PROMPT -
Would you please write out each of the entries below exactly, omitting pictures?

RECORDS SHOWN -
== Segment start ==

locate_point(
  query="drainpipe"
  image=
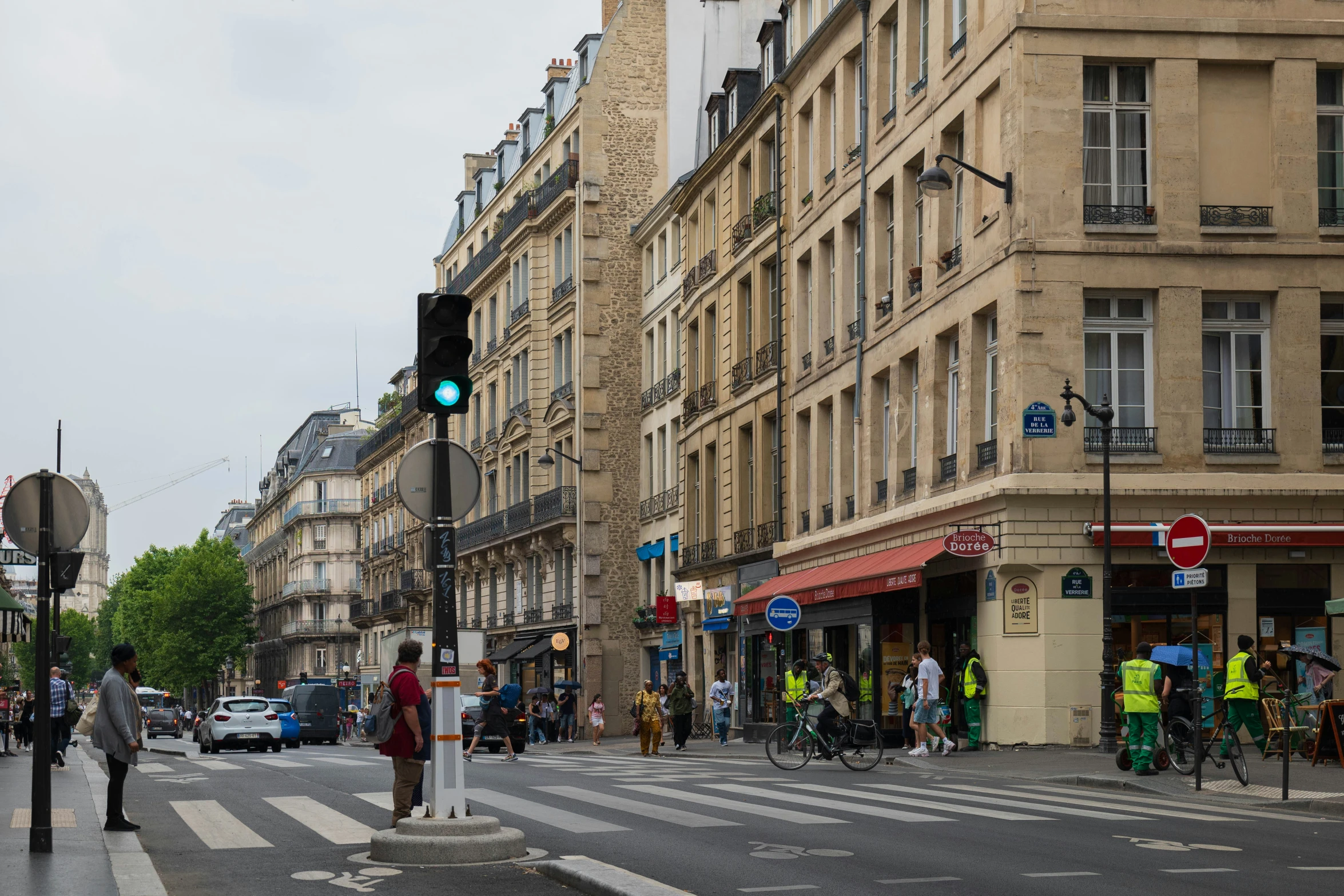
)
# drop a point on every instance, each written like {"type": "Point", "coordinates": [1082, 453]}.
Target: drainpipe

== Segment end ==

YOUR RESPONSE -
locate_point(
  query="drainpipe"
  image=
)
# drop a point on every instance, each written like {"type": "Point", "coordinates": [1082, 453]}.
Target: drainpipe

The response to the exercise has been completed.